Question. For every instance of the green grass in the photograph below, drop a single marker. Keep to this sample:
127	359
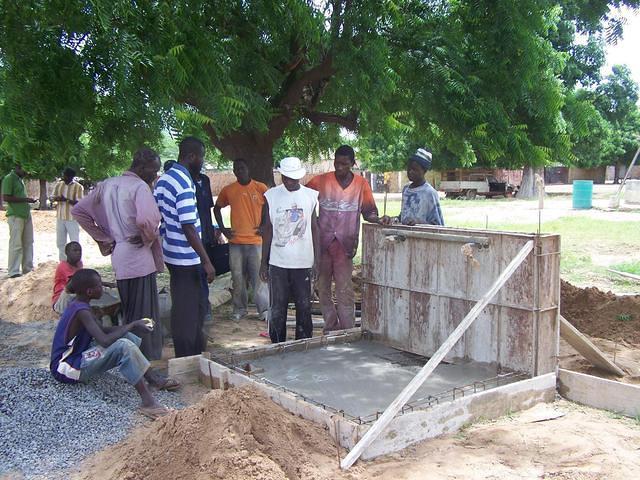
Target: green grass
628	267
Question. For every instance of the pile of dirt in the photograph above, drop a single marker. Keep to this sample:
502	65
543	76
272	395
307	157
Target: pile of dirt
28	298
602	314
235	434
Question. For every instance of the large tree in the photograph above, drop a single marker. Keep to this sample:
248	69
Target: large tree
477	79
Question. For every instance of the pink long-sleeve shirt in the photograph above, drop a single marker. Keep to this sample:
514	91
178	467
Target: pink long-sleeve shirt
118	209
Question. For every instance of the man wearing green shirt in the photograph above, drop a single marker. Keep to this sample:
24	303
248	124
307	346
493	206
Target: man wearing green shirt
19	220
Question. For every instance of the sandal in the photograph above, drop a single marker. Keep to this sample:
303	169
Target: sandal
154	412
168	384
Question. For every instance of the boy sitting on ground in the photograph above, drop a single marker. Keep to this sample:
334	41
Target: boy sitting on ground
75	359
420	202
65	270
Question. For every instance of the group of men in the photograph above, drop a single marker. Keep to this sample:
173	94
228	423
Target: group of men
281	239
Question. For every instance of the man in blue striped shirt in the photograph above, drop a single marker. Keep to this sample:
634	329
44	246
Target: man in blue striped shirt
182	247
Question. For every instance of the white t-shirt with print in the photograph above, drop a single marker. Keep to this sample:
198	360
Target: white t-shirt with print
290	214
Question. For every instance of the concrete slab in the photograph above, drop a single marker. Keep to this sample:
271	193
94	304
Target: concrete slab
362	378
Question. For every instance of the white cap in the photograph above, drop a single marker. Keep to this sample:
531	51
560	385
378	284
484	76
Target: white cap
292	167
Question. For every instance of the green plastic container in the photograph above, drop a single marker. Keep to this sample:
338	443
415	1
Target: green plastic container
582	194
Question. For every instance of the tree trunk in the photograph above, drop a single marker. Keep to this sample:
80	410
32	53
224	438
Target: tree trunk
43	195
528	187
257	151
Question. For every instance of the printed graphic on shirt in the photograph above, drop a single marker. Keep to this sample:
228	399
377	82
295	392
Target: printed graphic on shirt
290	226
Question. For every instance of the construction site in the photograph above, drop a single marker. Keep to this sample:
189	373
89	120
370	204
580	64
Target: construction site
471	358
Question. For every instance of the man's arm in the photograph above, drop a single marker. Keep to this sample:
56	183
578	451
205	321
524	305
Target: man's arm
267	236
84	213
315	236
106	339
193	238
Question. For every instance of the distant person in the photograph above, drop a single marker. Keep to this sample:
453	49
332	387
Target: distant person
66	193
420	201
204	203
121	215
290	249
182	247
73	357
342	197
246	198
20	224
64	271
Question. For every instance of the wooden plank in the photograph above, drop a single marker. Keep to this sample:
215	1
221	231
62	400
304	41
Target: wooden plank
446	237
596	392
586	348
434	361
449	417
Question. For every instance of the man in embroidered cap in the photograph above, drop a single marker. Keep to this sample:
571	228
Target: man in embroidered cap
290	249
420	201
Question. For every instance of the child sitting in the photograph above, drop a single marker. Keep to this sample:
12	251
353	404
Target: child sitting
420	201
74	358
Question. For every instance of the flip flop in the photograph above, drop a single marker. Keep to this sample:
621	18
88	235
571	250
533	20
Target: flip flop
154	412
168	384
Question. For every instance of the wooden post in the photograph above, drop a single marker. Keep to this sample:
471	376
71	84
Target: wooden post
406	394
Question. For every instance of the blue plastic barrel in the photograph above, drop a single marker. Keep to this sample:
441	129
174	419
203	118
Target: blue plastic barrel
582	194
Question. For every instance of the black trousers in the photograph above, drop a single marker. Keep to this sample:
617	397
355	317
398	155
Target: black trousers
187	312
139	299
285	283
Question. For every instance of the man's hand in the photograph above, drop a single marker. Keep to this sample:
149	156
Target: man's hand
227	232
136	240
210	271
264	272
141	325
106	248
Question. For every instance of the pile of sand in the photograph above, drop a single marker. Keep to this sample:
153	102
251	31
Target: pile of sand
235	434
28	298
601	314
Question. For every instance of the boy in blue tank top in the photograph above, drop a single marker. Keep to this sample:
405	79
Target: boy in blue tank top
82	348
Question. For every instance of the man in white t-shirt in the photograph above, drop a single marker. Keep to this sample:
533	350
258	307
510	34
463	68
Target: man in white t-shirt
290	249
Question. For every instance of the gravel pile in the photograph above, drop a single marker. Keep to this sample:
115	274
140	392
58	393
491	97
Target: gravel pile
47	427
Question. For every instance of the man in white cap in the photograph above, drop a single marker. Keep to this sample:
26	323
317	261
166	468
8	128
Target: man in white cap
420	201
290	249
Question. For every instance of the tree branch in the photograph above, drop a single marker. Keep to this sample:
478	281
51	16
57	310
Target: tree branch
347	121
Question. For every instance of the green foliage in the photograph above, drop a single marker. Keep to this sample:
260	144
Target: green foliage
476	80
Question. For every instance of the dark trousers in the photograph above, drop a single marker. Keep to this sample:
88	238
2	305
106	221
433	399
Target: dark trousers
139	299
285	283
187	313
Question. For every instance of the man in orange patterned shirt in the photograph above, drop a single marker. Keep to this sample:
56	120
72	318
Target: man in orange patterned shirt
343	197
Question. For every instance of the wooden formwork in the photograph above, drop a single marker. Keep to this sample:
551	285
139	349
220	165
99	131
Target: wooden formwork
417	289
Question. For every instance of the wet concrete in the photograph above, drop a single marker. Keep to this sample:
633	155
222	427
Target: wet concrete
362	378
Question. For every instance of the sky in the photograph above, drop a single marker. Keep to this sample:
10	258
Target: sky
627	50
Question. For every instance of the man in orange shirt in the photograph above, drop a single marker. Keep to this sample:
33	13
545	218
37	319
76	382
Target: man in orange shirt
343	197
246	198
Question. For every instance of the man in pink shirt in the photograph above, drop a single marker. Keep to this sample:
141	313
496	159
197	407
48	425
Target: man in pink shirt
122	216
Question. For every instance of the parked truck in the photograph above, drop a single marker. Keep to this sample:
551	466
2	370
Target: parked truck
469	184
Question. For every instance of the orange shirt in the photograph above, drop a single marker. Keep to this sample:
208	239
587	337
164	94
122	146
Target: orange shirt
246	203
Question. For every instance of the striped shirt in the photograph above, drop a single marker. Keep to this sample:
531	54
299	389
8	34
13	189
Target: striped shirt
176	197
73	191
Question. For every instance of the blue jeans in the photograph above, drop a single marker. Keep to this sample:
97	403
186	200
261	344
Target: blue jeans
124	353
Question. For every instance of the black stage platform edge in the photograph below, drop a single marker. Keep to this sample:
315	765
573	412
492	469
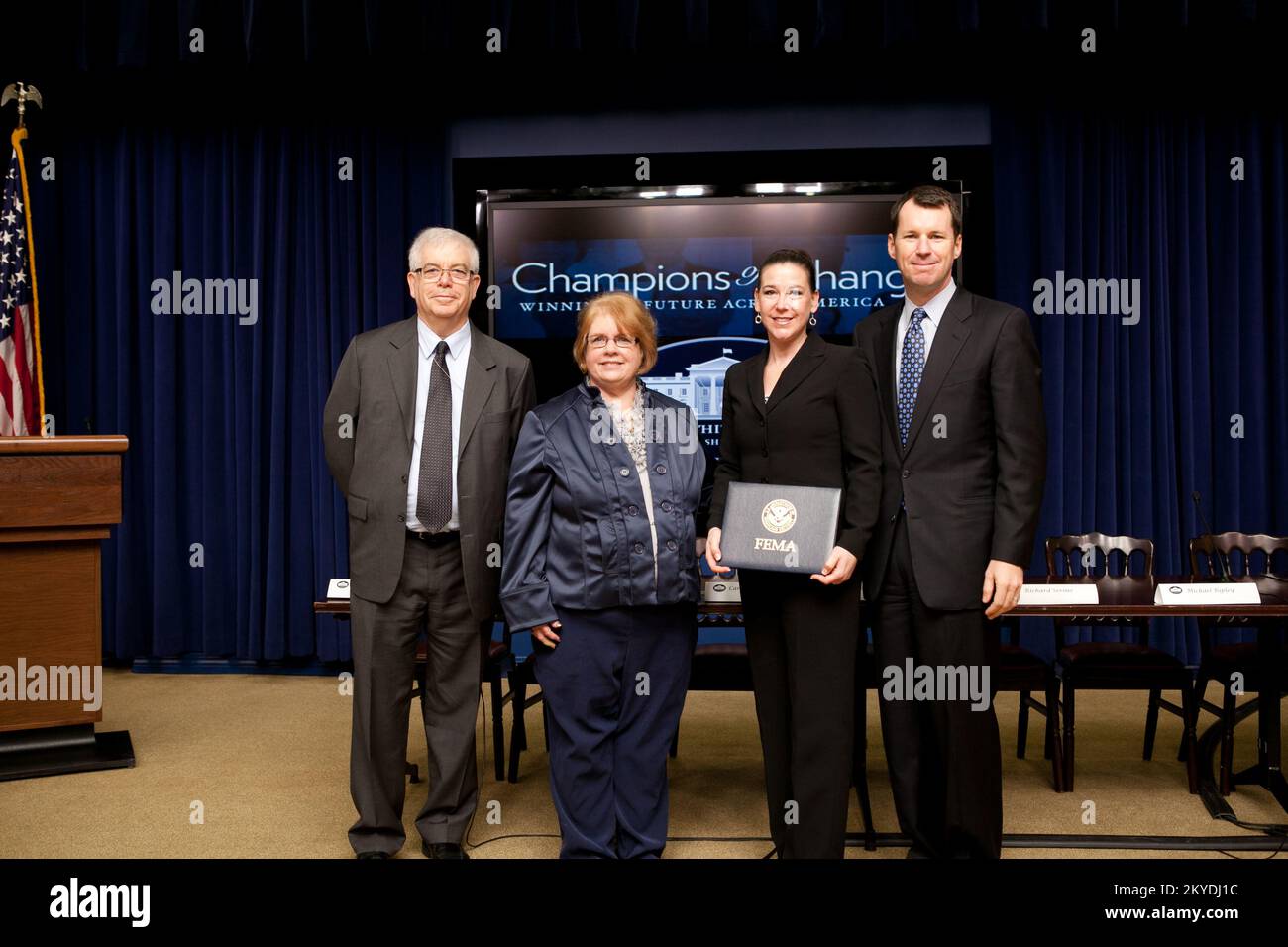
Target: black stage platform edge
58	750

====

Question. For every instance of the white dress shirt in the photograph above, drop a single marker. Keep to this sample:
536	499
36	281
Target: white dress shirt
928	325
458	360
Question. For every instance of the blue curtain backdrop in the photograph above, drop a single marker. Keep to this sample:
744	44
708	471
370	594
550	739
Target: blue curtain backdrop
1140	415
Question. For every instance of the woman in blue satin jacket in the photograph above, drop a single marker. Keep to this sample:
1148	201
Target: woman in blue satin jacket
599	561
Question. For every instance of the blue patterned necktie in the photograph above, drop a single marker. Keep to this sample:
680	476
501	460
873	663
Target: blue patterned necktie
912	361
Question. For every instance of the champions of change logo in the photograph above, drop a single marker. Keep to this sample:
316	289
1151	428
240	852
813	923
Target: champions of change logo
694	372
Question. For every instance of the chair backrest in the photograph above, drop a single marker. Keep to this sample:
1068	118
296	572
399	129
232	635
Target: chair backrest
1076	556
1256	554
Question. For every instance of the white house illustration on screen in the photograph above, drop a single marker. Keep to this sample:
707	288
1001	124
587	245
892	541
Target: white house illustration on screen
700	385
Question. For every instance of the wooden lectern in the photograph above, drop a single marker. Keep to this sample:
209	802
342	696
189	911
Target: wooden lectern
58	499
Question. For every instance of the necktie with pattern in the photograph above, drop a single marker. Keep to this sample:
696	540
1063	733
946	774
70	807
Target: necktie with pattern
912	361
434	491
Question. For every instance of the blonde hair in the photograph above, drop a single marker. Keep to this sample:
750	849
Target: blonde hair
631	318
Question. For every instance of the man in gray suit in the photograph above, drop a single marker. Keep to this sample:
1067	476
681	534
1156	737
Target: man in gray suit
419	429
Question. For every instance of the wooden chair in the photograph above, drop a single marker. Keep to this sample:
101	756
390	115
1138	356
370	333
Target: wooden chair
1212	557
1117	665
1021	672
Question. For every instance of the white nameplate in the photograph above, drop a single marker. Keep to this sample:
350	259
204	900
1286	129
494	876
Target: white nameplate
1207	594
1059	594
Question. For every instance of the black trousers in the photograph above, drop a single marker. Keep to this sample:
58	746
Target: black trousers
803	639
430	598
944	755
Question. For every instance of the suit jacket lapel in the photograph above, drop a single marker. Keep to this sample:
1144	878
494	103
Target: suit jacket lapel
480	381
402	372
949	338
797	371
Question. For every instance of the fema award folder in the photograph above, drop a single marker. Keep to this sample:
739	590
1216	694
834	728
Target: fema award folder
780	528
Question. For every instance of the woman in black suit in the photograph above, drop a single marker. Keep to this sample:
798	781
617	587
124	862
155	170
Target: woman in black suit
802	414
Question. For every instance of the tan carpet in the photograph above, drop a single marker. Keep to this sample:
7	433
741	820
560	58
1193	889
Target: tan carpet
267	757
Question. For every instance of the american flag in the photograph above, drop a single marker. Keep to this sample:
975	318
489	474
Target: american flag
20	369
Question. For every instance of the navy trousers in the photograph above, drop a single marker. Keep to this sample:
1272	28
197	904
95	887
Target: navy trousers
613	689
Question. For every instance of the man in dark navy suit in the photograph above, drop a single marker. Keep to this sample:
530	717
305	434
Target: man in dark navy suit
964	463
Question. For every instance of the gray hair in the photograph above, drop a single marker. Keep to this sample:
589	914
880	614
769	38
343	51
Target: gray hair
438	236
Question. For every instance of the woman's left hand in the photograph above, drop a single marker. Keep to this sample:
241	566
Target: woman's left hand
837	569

====

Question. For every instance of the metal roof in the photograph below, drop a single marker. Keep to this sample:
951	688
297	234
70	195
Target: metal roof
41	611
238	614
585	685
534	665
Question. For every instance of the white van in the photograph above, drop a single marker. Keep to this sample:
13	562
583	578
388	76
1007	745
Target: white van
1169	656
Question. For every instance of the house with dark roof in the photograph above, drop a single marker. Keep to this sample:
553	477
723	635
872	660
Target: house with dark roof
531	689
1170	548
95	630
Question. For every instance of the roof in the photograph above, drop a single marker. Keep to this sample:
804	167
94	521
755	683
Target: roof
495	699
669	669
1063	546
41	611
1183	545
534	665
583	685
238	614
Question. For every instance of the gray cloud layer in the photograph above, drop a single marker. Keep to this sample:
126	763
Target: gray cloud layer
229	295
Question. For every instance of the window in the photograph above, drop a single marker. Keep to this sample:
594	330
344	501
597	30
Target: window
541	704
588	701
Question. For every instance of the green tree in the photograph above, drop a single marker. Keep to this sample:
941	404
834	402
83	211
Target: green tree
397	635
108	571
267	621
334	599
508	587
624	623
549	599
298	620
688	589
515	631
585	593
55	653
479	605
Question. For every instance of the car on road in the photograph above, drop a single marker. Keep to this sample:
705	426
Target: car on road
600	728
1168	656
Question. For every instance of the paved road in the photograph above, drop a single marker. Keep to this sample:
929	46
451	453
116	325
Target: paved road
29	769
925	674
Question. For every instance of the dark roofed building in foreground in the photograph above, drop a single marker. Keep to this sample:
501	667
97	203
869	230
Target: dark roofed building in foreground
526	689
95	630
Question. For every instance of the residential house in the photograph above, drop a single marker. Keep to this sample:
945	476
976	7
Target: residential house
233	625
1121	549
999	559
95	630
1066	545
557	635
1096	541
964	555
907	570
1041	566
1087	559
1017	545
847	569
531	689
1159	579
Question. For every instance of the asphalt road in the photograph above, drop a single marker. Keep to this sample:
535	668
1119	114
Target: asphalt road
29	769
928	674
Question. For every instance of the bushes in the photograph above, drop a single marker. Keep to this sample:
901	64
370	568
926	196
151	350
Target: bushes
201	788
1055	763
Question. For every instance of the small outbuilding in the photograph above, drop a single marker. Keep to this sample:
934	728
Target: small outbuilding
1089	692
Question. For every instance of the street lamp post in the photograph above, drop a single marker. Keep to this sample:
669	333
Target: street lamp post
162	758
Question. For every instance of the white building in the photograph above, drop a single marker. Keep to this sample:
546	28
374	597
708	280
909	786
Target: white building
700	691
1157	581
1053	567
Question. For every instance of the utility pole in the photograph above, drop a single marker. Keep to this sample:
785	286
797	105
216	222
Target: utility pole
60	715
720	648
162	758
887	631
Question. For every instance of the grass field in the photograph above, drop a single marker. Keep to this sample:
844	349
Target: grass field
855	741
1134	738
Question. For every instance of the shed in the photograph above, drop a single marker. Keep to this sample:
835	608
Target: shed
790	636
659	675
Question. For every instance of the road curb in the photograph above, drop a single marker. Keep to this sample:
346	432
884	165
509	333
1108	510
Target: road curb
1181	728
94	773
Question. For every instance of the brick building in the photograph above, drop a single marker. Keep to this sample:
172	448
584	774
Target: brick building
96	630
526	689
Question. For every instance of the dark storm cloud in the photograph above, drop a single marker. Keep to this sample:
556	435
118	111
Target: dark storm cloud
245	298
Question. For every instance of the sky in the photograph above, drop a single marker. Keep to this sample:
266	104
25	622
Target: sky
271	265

====

_Task statement_
State how many lines in the rows above contain the string "truck". Reply with the number alone.

_Reply_
2